* _TRECHO SELECIONADO_
———

PSICANÁLISE E POLÍTICA

UM OLHAR DE PERTO PARA A CRACOLÂNDIA:
Entre fumaças veem-se rostos.


SOLANGE MARIA SANTOS OLIVEIRA [1]


O centro da cidade de São Paulo tem sido, ao longo da história, colo acolhedor de diversidades. Nos últimos tempos, essa marca tem assombrado parte dos cidadãos da capital. Usuários de drogas se tornaram um ícone da região, propiciando palco de confronto e de intolerância por diversos atores sociais: os moradores da região, os comerciantes, os profissionais da rede de apoio e de saúde com seus dispares olhares. O endereço é muito definido, mas passou a ser nomeado pelo o que exala dali: a fumaça, o crack, que impõe visibilidade para aqueles que são vistos como dejeto pelo tecido social: a Cracolândia.

Percorrer o quadrilátero da Cracolândia parece um retornar aos tempos idos da história, uma fotografia de filmes sobre a Idade Média. Num primeiro olhar parece sobreviver ali o que há muito foi excluído da cidade, um resquício de outros tempos da história, outras organizações e outras formações de cidade. A mídia se refere aos zumbis, ao uniforme da cor. Visto de longe, só se enxerga o acinzentado da vida.

Os corpos desses homens e mulheres, jovens e adultos nas calçadas da cidade impõem uma visibilidade que a comunidade já não tem como renegar. Pessoas fora do lugar, na rua, impõem a ação do Estado, suposto responsável por oferecer cuidado e atenção à vida. Diversas tentativas de implantação de políticas públicas estaduais, municipais, abordagens de ONGs que intentam trabalhar com o tema da redução de danos, de grupos religiosos, percorreram esse espaço, sem tampouco trazer mudança significativa ao cenário.

No último ano, a prefeitura da cidade de São Paulo implantou uma nova abordagem desse complexo fenômeno: o Programa De Braços Abertos, uma política pública de abordagens dos usuários de drogas da região da Cracolândia que deixa, nas palavras do prefeito de São Paulo, Fernando Haddad, “... de pensá-los como objetos de saúde ou de segurança pública, e sim como sujeitos capazes de estabelecer um contrato com o poder público, desde que tivessem respeito do poder público.”
 
O programa se propõe a abordar o usuário de droga dentro do contexto do uso e do que o levou a usar a droga. Prevê a oferta de moradia em hotéis da região e abrigamento, tratamento de saúde, alimentação no Bom Prato, atividade ocupacional, capacitação profissional, trabalho e renda.

Apresentarei um olhar que se dá pelo âmbito da oferta de testagem para HIV na zona da Cracolândia. As políticas públicas ligadas ao tratamento e prevenção da Aids, desde os seus primórdios, abraçam as causas da exclusão, acolhendo as mais diversas situações de discriminação. Ao longo dos anos de epidemia de Aids aprendeu-se que prevenção não está apenas associado a acesso e  uso do preservativo, e que as condições de vida e a subjetividades dos sujeitos precisavam ser consideradas, escutadas.

———

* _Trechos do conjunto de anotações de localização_
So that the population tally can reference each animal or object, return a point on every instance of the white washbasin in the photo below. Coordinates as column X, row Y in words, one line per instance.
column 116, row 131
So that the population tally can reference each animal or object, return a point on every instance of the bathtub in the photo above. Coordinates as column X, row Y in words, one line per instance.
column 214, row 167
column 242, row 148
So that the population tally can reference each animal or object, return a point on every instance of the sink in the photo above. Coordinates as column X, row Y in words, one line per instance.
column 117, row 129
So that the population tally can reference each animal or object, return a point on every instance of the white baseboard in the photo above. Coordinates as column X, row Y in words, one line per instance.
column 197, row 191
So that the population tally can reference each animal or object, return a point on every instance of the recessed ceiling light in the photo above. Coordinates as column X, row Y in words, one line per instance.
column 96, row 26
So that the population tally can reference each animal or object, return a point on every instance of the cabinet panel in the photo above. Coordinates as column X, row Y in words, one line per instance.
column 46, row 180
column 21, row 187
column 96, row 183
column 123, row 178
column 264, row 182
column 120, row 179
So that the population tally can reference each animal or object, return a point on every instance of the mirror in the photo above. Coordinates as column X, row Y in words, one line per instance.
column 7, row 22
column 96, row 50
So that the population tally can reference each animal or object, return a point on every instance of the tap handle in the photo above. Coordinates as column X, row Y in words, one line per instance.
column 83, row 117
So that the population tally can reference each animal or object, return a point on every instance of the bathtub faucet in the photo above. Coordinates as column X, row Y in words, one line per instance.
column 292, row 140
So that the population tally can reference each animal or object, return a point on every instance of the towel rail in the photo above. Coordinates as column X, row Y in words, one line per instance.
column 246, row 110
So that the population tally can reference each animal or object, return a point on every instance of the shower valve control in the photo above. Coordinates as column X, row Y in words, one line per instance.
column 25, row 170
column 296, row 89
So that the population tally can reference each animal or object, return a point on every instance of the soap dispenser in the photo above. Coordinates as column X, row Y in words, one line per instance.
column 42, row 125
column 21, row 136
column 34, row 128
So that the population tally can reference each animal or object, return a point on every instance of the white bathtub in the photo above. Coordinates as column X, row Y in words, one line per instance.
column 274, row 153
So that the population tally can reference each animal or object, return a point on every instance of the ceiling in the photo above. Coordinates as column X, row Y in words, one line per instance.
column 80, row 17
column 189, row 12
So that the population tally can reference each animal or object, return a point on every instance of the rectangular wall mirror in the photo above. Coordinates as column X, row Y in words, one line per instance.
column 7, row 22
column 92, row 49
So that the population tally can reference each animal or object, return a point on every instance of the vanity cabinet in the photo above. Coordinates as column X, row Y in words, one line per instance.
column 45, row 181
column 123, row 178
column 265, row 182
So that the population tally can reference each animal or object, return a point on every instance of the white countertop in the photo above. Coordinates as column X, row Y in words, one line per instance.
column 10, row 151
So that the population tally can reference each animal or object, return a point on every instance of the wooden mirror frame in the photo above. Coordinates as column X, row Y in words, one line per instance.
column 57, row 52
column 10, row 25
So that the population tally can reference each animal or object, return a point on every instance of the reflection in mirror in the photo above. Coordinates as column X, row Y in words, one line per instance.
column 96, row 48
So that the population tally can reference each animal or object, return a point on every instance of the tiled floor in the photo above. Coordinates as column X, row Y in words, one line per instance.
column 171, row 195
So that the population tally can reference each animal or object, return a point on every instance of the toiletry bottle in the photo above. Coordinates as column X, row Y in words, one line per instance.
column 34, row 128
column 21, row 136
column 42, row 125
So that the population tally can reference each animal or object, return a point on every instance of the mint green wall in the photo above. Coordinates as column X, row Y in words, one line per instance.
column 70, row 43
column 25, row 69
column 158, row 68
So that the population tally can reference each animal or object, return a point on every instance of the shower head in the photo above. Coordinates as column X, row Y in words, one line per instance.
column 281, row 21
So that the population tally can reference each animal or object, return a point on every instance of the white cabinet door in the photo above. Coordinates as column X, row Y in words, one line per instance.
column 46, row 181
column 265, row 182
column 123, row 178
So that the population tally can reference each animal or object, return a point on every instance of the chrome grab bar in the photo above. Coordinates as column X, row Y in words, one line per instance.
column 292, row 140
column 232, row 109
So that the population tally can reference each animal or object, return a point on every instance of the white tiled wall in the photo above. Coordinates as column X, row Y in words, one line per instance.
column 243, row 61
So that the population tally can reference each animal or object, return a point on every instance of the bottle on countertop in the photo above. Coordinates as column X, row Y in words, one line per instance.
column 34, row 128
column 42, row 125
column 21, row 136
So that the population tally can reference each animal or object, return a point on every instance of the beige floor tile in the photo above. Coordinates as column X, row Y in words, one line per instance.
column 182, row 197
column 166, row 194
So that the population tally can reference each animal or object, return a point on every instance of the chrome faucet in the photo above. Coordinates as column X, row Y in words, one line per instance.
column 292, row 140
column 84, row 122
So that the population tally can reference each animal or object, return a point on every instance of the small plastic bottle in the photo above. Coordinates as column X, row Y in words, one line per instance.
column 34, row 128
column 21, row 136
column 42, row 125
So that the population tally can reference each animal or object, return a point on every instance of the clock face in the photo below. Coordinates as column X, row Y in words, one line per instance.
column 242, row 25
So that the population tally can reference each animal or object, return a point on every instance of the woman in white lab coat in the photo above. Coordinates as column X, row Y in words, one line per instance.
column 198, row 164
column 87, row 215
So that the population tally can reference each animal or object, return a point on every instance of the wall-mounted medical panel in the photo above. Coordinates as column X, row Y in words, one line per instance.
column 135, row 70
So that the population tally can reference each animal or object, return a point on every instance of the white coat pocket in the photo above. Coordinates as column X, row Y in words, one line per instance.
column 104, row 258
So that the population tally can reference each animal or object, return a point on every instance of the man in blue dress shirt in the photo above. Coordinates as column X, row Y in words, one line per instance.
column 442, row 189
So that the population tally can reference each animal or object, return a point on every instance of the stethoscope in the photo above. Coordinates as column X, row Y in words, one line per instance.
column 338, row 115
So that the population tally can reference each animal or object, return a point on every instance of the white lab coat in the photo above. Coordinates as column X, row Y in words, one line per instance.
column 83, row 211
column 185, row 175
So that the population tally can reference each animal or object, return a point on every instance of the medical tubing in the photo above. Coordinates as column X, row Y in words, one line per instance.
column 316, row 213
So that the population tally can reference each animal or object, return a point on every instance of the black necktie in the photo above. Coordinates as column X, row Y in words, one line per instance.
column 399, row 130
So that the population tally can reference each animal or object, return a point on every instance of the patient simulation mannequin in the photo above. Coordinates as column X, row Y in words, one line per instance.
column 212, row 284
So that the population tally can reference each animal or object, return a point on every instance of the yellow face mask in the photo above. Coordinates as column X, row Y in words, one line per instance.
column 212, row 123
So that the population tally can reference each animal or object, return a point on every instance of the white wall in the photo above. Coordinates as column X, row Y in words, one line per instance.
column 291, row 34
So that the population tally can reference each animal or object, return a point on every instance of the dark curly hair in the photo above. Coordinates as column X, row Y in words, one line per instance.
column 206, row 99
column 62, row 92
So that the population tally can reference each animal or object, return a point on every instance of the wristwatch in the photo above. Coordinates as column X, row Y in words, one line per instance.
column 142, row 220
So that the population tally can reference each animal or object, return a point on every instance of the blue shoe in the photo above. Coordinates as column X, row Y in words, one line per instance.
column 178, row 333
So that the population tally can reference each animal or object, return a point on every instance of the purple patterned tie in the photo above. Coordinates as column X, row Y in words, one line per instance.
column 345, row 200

———

* _PEDIDOS_
[a] Por favor, copie exatamente as linhas da listagem, começando pela linha que contém "of the woman" e seguindo até a linha que contém "column 87, row 215", com as duas inclusas.
[b] Continue o trecho sobre a Cracolândia a partir de onde ele termina.

* _RESPOSTAS AOS PEDIDOS_
[a]
So that the population tally can reference each animal or object, return a point on every instance of the woman in white lab coat in the photo above. Coordinates as column X, row Y in words, one line per instance.
column 198, row 164
column 87, row 215

[b]
Construir estratégias de prevenção em DST/Aids implica em poder compreender e escutar a complexa trama das condições da vida social e singular de um sujeito ou grupo que o torna vulnerável às DST.  Será implicando o sujeito em suas questões que este poderá aceder à proteção de sua vida. Sabe-se que ao ocupar o lugar de quem detém a solução para o sofrimento do outro, se propicia uma enorme chance de inviabilizar a aproximação.

Assim, sob a ótica de que esse aglomerado de humanos denuncia as mazelas da cultura, anuncia um pedido de inserção na vida cultural e reafirma a posição dos sujeitos de direitos, o CTA Henfil, unidade de saúde de prevenção as DST/Aids, passou inicialmente um mês na Cracolândia ofertando testagem e o conhecimento do status sorológico a quem aceitasse.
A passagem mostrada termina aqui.